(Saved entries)

=== Section Start ===

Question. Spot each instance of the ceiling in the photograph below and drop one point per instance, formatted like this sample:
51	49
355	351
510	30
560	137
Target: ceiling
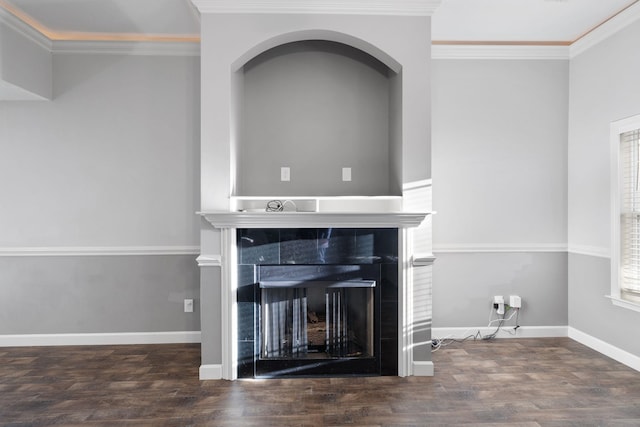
536	22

=== Section End ===

■ Exercise aim
Could you repeat every record exactly as written, with the pictures left out?

■ Answer box
Question. Spot each instance of the ceiling in the photograph below and drop one point per instance, formatted like this sample:
51	49
355	351
510	30
560	137
Target: ceiling
536	22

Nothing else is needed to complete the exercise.